=== Brano estratto ===

Costretta a Bere dal Teschio: Rosmunda contro Alboino

Rosmunda, costretta a bere dal teschio di suo padre dal re Alboino, giura vendetta.
Immaginate la scena: il re longobardo siede sul trono durante il banchetto, nel salone. I suoi guerrieri sono tutti lì con lui a mangiare e pure la moglie, la regina. Il sovrano prende una strana coppa piena di vino, che sgronda liquido color rubino, e la porge alla moglie. Non è una coppa di metallo, ma d’osso. Si tratta di un teschio umano. La regina inorridisce. La sola vista di quell’oggetto orribile la fa star male. Ma il crudele re le ordina di bere, e lei è costretta a farlo. Il disgusto, però, lascia subito il posto alla rabbia. La regina è furiosa, dentro di sé giura vendetta. Perché quello non è un teschio qualunque: quello è il teschio di suo padre.

Voci di annotazione dei riquadri
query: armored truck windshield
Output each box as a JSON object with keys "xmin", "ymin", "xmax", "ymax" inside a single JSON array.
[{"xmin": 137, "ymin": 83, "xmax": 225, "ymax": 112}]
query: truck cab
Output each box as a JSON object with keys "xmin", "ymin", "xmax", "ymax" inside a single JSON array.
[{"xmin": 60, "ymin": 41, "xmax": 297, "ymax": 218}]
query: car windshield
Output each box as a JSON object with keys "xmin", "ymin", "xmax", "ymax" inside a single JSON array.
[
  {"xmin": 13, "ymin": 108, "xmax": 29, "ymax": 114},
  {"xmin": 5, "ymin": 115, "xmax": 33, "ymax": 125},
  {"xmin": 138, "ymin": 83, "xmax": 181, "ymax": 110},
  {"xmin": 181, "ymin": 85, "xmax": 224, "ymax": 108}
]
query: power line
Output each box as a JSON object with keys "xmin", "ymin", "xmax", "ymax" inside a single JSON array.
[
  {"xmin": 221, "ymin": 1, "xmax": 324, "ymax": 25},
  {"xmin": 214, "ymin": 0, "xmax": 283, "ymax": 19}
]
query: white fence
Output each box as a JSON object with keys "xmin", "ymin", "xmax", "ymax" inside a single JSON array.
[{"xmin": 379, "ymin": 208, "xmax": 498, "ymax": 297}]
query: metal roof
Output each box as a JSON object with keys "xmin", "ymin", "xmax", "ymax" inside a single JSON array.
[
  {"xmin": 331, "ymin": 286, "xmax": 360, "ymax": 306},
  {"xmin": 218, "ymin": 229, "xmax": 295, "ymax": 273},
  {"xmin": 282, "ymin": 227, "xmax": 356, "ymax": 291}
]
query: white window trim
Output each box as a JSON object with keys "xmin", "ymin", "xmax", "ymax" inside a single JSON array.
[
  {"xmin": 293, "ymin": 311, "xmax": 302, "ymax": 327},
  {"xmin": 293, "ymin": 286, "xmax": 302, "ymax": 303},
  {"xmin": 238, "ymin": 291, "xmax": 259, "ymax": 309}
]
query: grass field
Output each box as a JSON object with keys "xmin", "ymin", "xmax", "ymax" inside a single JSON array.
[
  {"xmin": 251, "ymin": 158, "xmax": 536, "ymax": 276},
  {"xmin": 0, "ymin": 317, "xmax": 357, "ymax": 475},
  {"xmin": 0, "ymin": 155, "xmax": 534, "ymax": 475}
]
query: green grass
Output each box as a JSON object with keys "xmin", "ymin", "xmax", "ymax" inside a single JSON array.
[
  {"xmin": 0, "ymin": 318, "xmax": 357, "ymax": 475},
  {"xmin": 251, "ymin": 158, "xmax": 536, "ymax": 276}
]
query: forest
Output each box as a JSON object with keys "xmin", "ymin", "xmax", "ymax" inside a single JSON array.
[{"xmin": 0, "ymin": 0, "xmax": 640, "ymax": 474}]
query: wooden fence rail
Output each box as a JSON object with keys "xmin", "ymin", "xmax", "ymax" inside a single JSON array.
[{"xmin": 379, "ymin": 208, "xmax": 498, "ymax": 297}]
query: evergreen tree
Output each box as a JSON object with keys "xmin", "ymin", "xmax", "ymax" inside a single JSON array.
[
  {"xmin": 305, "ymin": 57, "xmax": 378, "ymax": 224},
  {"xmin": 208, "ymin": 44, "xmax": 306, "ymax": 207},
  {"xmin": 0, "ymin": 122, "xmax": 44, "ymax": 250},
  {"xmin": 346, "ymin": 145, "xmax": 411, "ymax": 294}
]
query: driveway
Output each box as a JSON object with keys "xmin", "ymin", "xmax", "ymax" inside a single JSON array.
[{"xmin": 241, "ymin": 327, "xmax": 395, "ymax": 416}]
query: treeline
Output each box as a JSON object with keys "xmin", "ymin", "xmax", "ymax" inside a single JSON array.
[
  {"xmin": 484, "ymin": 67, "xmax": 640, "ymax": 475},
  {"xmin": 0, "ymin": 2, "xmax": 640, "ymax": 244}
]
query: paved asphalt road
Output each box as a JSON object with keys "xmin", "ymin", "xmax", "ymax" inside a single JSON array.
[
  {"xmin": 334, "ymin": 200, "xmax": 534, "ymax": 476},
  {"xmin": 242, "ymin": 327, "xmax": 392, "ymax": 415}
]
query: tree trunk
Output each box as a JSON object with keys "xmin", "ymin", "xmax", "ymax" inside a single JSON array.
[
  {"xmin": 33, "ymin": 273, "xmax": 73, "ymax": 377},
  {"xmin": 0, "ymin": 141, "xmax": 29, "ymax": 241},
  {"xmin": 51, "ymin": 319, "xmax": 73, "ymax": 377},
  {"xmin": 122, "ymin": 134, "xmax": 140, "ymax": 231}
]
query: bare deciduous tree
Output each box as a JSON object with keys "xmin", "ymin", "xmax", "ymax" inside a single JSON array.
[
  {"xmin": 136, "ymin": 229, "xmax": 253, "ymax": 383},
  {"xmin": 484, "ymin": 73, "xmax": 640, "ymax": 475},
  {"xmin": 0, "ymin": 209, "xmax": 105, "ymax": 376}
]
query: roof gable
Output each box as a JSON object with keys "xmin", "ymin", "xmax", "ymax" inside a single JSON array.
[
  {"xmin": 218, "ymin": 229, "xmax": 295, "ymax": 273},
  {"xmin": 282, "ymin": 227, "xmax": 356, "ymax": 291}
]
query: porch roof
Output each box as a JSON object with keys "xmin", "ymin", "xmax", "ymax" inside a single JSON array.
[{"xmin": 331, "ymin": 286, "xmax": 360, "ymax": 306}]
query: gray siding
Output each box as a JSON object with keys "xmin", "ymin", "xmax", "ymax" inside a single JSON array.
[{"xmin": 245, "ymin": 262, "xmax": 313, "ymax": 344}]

=== Consegna ===
Prosegui il racconto su Rosmunda e Alboino a partire dall'ultima frase.

=== Risposta ===
Questa, signore e signori masnadieri, è la storia di Alboino e di Rosmunda. Una storia longobarda di orrore e vendetta. E io un incipit così potente sono strafelice di poterlo raccontare in Leggende Affilate, di sicuro nella top 10 degli incipit più potenti della storia medievale.
L’autore di questa meraviglia è Paolo Diacono, vissuto nell’VIII secolo, che ci ha regalato la “Storia dei Longobardi”1, l’opera principale per scoprire le origini tra verità e leggenda di questo popolo che a un certo punto dell’alto medioevo ha deciso di passare da noi, in Italia, e pigliarsi tutto quanto. Una storia che lui, l’autore, giura “in nome di Cristo” esser vera, perché lui stesso ha visto la coppa ricavata da un teschio, secoli dopo, mostratagli come cimelio dei “bei tempi andati”, quando si beveva dai teschi dei nemici uccisi in battaglia e c’erano ancora le mezze stagioni.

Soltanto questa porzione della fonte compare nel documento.